[Problems and tasks]:
A – Identify every row containing the string "positive", matching case exactly, and copy each of those rows in full.
B – Continue the passage on satellite tracking of sulfur dioxide from power plants, picking up after its final sentence.

The scientists observed major declines in sulfur dioxide emissions from power
plants in Alabama, Georgia,
Indiana, Kentucky,
North Carolina, Ohio,
Pennsylvania, and West Virginia by comparing levels of the
pollutant for an average of the period 2005 to 2007 with another average from
2008 to 2010.
“What
we’re seeing in these satellite observations represents a major environmental
accomplishment,” says Bryan Bloomer, an Environmental Protection Agency
scientist familiar with the new satellite observations. “This is a huge
success story for the EPA and the Clean Air Interstate Rule,” he says.
The
researchers focused their analysis on the United States to take advantage of
the presence of a robust network of ground-based instruments that monitor
sulfur dioxide emissions inside power plant smokestacks. The ground-based
instruments have logged a 46 percent decline in sulfur dioxide levels since
2005—a finding consistent with the 40% reduction observed by OMI.
“Now
that we’ve confirmed that the technique works, the next step is to use it for
other parts of the world that don’t have ground-based sensors,” says
Krotkov. “The real beauty of using satellites is that we can apply the
same technique to the entire globe in a consistent way.” In addition, the
team plans to use a similar technique to monitor other important pollutants
that coal power plants release, such as nitrogen dioxide, a precursor to ozone.

[Task inputs]:
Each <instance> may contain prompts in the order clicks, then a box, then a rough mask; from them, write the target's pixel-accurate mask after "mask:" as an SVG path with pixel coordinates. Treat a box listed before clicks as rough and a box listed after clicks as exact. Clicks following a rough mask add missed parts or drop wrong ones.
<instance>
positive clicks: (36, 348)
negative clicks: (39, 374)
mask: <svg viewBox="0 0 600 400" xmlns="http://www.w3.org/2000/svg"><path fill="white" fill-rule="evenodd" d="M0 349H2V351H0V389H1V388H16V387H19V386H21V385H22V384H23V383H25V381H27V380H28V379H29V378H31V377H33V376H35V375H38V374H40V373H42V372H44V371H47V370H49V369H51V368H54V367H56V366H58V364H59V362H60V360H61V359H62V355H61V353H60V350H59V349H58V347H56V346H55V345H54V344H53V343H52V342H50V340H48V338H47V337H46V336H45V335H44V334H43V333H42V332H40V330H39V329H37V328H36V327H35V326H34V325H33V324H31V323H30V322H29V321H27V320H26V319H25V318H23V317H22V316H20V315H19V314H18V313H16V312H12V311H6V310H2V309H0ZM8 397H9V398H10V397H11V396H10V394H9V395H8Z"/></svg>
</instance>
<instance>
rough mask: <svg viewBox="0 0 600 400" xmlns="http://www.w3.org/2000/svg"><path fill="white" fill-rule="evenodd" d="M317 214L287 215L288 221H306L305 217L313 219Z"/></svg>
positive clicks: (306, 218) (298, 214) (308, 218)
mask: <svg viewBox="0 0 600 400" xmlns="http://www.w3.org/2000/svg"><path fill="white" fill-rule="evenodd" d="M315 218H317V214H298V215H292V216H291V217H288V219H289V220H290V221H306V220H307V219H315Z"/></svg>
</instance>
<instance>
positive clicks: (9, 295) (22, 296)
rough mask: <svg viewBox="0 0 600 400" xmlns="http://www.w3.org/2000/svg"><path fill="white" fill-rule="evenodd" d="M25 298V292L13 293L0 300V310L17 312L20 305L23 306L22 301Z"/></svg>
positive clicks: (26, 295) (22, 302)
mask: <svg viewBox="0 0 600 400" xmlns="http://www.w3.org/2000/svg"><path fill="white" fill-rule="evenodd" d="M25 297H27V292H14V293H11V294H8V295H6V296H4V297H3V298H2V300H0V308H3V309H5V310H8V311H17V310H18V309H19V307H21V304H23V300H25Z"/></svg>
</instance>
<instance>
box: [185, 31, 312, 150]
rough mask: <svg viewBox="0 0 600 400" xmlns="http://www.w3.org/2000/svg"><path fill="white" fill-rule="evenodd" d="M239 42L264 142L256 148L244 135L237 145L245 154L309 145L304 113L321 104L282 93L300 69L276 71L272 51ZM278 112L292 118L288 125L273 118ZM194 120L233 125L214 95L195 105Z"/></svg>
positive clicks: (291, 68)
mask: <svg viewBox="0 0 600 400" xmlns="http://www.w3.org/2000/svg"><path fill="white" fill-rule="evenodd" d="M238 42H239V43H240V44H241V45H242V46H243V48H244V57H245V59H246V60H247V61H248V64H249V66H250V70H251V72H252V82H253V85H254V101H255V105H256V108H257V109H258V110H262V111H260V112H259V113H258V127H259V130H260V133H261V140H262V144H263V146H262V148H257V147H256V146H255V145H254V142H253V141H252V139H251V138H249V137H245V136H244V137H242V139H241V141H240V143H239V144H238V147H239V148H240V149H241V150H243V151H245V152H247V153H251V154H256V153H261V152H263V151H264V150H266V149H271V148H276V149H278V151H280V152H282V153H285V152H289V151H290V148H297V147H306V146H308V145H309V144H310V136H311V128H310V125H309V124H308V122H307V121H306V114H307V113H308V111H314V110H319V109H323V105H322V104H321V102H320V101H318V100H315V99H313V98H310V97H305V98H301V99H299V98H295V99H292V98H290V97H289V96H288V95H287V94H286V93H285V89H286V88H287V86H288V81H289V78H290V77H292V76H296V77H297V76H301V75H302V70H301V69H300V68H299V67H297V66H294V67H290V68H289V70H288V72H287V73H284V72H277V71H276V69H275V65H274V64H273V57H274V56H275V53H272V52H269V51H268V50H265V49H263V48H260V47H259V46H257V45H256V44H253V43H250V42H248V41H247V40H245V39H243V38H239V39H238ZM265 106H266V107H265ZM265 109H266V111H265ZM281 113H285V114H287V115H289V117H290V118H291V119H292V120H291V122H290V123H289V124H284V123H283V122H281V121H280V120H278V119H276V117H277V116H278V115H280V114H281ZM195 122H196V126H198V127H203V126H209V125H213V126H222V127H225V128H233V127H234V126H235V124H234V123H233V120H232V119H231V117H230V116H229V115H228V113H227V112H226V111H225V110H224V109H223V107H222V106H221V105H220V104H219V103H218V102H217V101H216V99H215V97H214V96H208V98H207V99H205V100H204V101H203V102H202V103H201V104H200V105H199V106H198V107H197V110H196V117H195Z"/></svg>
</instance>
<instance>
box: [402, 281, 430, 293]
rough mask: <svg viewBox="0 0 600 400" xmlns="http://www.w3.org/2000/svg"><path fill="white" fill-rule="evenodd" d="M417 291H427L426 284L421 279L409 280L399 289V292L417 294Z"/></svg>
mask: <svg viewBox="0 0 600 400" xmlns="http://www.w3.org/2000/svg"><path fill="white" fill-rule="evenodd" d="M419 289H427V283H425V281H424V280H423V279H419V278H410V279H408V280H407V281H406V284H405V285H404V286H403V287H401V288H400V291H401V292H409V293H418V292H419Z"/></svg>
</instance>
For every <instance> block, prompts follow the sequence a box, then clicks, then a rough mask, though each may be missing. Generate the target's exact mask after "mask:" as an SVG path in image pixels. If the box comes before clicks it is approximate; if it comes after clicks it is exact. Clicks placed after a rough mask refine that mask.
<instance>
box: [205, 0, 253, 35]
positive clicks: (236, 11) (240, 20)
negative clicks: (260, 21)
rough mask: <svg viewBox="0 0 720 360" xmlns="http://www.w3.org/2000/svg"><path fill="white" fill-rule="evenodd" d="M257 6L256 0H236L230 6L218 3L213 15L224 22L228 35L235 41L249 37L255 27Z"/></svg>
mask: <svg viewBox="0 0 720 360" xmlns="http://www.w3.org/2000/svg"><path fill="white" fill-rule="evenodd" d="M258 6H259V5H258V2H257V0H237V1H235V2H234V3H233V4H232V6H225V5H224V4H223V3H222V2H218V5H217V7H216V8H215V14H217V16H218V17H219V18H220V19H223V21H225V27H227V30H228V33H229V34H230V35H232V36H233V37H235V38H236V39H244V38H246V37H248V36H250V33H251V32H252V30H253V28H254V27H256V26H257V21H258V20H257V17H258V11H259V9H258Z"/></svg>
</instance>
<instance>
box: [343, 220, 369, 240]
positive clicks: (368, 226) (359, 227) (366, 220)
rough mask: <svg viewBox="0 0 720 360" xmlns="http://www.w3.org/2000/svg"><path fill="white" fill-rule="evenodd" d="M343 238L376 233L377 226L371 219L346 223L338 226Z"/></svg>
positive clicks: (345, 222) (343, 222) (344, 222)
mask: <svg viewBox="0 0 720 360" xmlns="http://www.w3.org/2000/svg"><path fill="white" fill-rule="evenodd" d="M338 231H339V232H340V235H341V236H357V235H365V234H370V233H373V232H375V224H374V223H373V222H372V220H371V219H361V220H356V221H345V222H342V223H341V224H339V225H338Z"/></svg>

[Answers for the exercise]:
A –
positive clicks: (36, 348)
positive clicks: (306, 218) (298, 214) (308, 218)
positive clicks: (9, 295) (22, 296)
positive clicks: (26, 295) (22, 302)
positive clicks: (291, 68)
positive clicks: (236, 11) (240, 20)
positive clicks: (368, 226) (359, 227) (366, 220)
positive clicks: (345, 222) (343, 222) (344, 222)

B –
OMI, a Dutch
and Finnish built instrument, was launched in 2004, as one of four instruments
on the NASA Aura satellite, and can measure sulfur dioxide more accurately than
any satellite instrument flown to date. Though OMI remains in very good condition
and scientists expect it to continue producing high-quality data for many
years, the researchers also hope to use data from an upcoming Dutch-built OMI
follow-on instrument called TROPOMI that is expected to launch on a European
Space Agency satellite in 2014.
On July 6,
2011, the U.S. Environmental Protection Agency (EPA) finalized the Cross-State
Air Pollution Rule (CSAPR), requiring 27 states to significantly reduce power
plant emissions that contribute to ozone and fine particle pollution in other
states. This rule replaces EPA’s 2005 Clean Air Interstate Rule (CAIR). A
December 2008 court decision kept the requirements of CAIR in place temporarily
but directed EPA to issue a new rule to implement Clean Air Act requirements
concerning the transport of air pollution across state boundaries. This action
responds to the court’s concerns.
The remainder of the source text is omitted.